Schreiben Sie den folgenden Auszug über Nachhaltigkeitsansätze bei Kapitalanlagen vollständig und wortgetreu ab.

### Ausgewählter Auszug

Die Umsetzung der nachhaltigen Kapitalanlagen kann mittels verschiedener Nachhaltigkeitsansätze erfolgen. Zudem werden die Ansätze meist nicht separat, sondern in Kombination angewendet. Es gilt weiter zu beachten, dass die Relevanz der Ansätze je nach Anlageklasse variieren kann, beispielsweise:
- Aktionärsengagement: Hohe Relevanz bei Aktienumsetzungen, tiefe Relevanz bei Obligationen, da dieser Ansatz für Beteiligungsinvestitionen ausgerichtet ist.
- ESG-Integration: Hohe Relevanz bei aktiver und tiefe Relevanz bei passiver Umsetzung, da bei passiver Umsetzungsart der Index repliziert werden soll.
- Ausschlusskriterien und Best-in-Ansätze: Hohe Relevanz im Aktien- und Obligationenbereich, da unterschiedliche ESG-Indizes existieren, welche auf diese beiden Ansätze ausgerichtet sind.

######
### Datenteil

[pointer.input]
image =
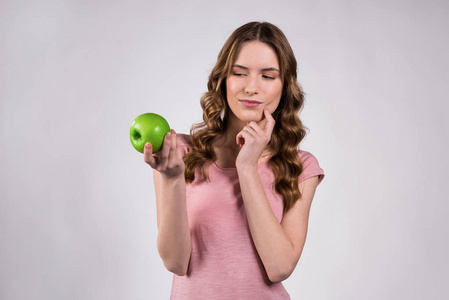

######

Antwort:
Die Umsetzung der nachhaltigen Kapitalanlagen kann mittels verschiedener Nachhaltigkeitsansätze erfolgen. Zudem werden die Ansätze meist nicht separat, sondern in Kombination angewendet. Es gilt weiter zu beachten, dass die Relevanz der Ansätze je nach Anlageklasse variieren kann, beispielsweise:
- Aktionärsengagement: Hohe Relevanz bei Aktienumsetzungen, tiefe Relevanz bei Obligationen, da dieser Ansatz für Beteiligungsinvestitionen ausgerichtet ist.
- ESG-Integration: Hohe Relevanz bei aktiver und tiefe Relevanz bei passiver Umsetzung, da bei passiver Umsetzungsart der Index repliziert werden soll.
- Ausschlusskriterien und Best-in-Ansätze: Hohe Relevanz im Aktien- und Obligationenbereich, da unterschiedliche ESG-Indizes existieren, welche auf diese beiden Ansätze ausgerichtet sind.